- **EXERCISE GOAL**
Every entry that follows should be repeated exactly; drop the images.
---+---
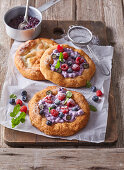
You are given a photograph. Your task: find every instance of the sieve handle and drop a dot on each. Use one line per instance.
(104, 69)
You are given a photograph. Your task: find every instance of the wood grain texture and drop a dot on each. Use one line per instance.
(59, 159)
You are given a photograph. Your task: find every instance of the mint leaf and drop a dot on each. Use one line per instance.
(61, 57)
(88, 84)
(93, 108)
(68, 94)
(66, 100)
(58, 64)
(15, 110)
(13, 96)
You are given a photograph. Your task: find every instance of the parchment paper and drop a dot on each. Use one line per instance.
(15, 83)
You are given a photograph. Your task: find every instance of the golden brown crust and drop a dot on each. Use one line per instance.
(57, 78)
(28, 55)
(58, 129)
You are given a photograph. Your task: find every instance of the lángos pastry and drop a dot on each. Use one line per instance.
(28, 55)
(58, 112)
(67, 66)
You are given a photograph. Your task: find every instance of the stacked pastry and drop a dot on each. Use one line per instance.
(56, 110)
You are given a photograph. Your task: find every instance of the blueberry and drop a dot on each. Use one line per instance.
(95, 98)
(69, 70)
(24, 93)
(41, 112)
(61, 115)
(24, 98)
(75, 108)
(69, 63)
(49, 123)
(53, 106)
(12, 101)
(93, 88)
(57, 102)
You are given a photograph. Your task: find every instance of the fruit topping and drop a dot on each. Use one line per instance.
(85, 65)
(95, 98)
(41, 106)
(54, 112)
(79, 60)
(70, 103)
(49, 123)
(61, 96)
(69, 70)
(48, 92)
(75, 67)
(12, 101)
(68, 117)
(99, 93)
(24, 93)
(93, 88)
(65, 55)
(24, 98)
(64, 109)
(23, 109)
(60, 48)
(64, 67)
(18, 101)
(57, 102)
(61, 115)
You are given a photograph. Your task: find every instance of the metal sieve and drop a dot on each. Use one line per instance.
(81, 36)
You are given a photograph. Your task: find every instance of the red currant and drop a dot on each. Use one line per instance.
(61, 96)
(54, 112)
(23, 109)
(99, 93)
(65, 55)
(64, 67)
(18, 101)
(60, 48)
(75, 67)
(64, 109)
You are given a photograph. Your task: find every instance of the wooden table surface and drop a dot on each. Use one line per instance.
(111, 12)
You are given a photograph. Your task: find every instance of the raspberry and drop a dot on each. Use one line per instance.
(60, 48)
(23, 109)
(64, 67)
(54, 112)
(61, 96)
(64, 109)
(18, 101)
(99, 93)
(75, 67)
(65, 55)
(70, 103)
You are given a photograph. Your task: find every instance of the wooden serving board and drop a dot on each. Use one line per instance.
(55, 29)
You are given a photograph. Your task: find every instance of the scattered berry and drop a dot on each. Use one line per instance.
(65, 55)
(64, 67)
(64, 109)
(79, 60)
(24, 93)
(12, 101)
(75, 67)
(23, 109)
(49, 123)
(95, 98)
(60, 48)
(70, 103)
(61, 115)
(61, 96)
(24, 98)
(54, 112)
(18, 101)
(99, 93)
(93, 88)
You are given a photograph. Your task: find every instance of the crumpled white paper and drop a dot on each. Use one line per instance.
(15, 82)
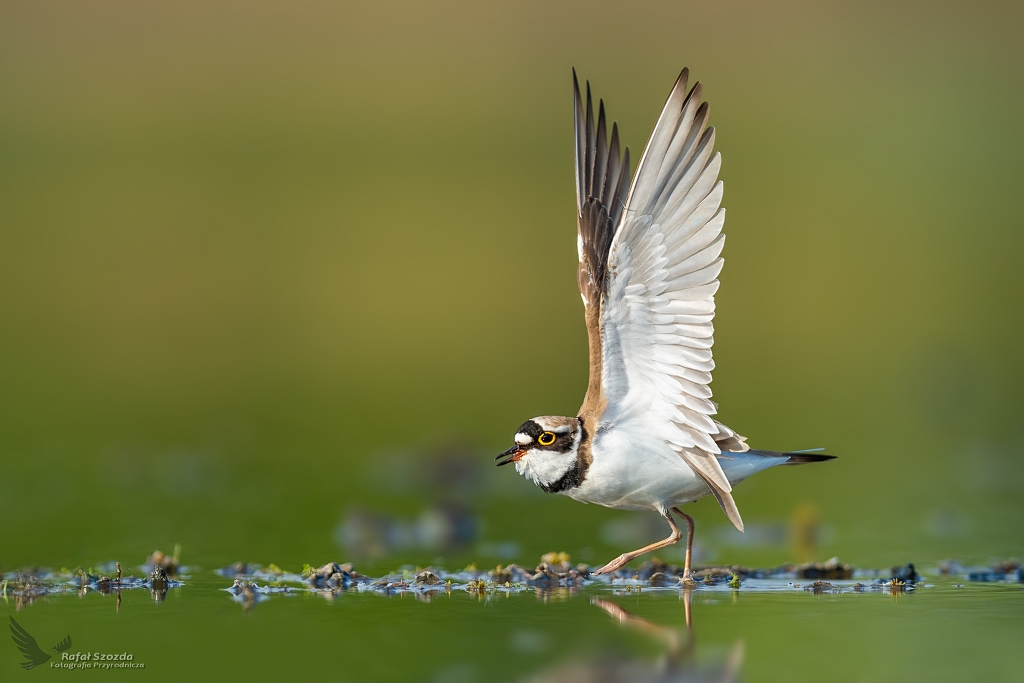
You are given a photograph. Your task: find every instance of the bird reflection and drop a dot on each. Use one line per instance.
---+---
- **OUTPUT**
You are given a photograph. Your task: find every instance of the sieve handle and drop a dot on each. Use one line per instance.
(104, 69)
You are given a photograph. Your task: find every instance of the wood grain texture and drop a dot on each. Use one line per instance.
(59, 159)
You are given a photograph. Your task: find every instance of the mint leaf and drop a dot on each. Use one line per instance.
(61, 57)
(88, 84)
(93, 108)
(68, 94)
(66, 100)
(58, 64)
(15, 110)
(13, 96)
You are given a photograph. Your task: find every instance of the parchment paper and drop a dot on each. Use one line per instance.
(15, 83)
You are given a photograph. Your task: find every instance of the golden brown crust and drop a dot on each. Use one line per instance.
(57, 78)
(28, 55)
(58, 129)
You are given a photograph. Your task: find every instance of the lángos pastry and drop a dot on each. Use one line per instance.
(28, 55)
(58, 112)
(67, 66)
You are given a photograph. Your task: find every instance of the stacked pastry and drop a dot on each. Use one line per instance.
(56, 110)
You are given a photograph. Your task: find every instance of the blueberry and drop a dot on each. Use one line per instance.
(95, 98)
(69, 70)
(24, 93)
(41, 112)
(61, 115)
(24, 98)
(75, 108)
(69, 63)
(49, 123)
(53, 106)
(12, 101)
(93, 88)
(57, 102)
You are given a photograph. Your task: find every instance of the fruit topping and drop a dot on each. Use one line per instance.
(85, 65)
(95, 98)
(41, 106)
(54, 112)
(79, 60)
(70, 103)
(49, 123)
(61, 96)
(69, 70)
(48, 92)
(75, 67)
(12, 101)
(68, 117)
(99, 93)
(24, 93)
(93, 88)
(65, 55)
(24, 98)
(64, 109)
(23, 109)
(60, 48)
(64, 67)
(18, 101)
(57, 102)
(61, 115)
You are given a photograph. Your task: find every instance of the metal sieve and drop a dot on each. Use one line per instance.
(81, 36)
You are given a photograph. Your task: find every instance of the red currant and drop a dot on each. Use one line per instance.
(61, 96)
(54, 112)
(23, 109)
(99, 93)
(65, 55)
(64, 67)
(18, 101)
(60, 48)
(75, 67)
(64, 109)
You are given a photograph. Your task: find every instance of the wooden table surface and drop a dot on each. Use one line per instance.
(111, 12)
You are given a photograph. Your task: find every instance of the raspberry and drop a dot on each. Use one line per instance.
(60, 48)
(23, 109)
(64, 67)
(54, 112)
(61, 96)
(64, 109)
(18, 101)
(99, 93)
(75, 67)
(65, 55)
(70, 103)
You are given a photograph. Your task: find every instance of the wooden serving board and drop a dot on each. Use one line per instance.
(55, 29)
You are given a photograph. Your task: find every instance of the scattered berry and drop a dot on each. Use one line per instance.
(65, 55)
(64, 67)
(64, 109)
(79, 60)
(24, 93)
(12, 101)
(75, 67)
(23, 109)
(49, 123)
(95, 98)
(60, 48)
(70, 103)
(61, 115)
(61, 96)
(24, 98)
(54, 112)
(18, 101)
(99, 93)
(93, 88)
You are given a photograph. Your task: find every instance of the crumpled white paper and drop a dot on each. Use one line per instance.
(15, 82)
You are given a photograph. Your task: find every instance of the bird reflection and drop a dot on each. Use one line per instance.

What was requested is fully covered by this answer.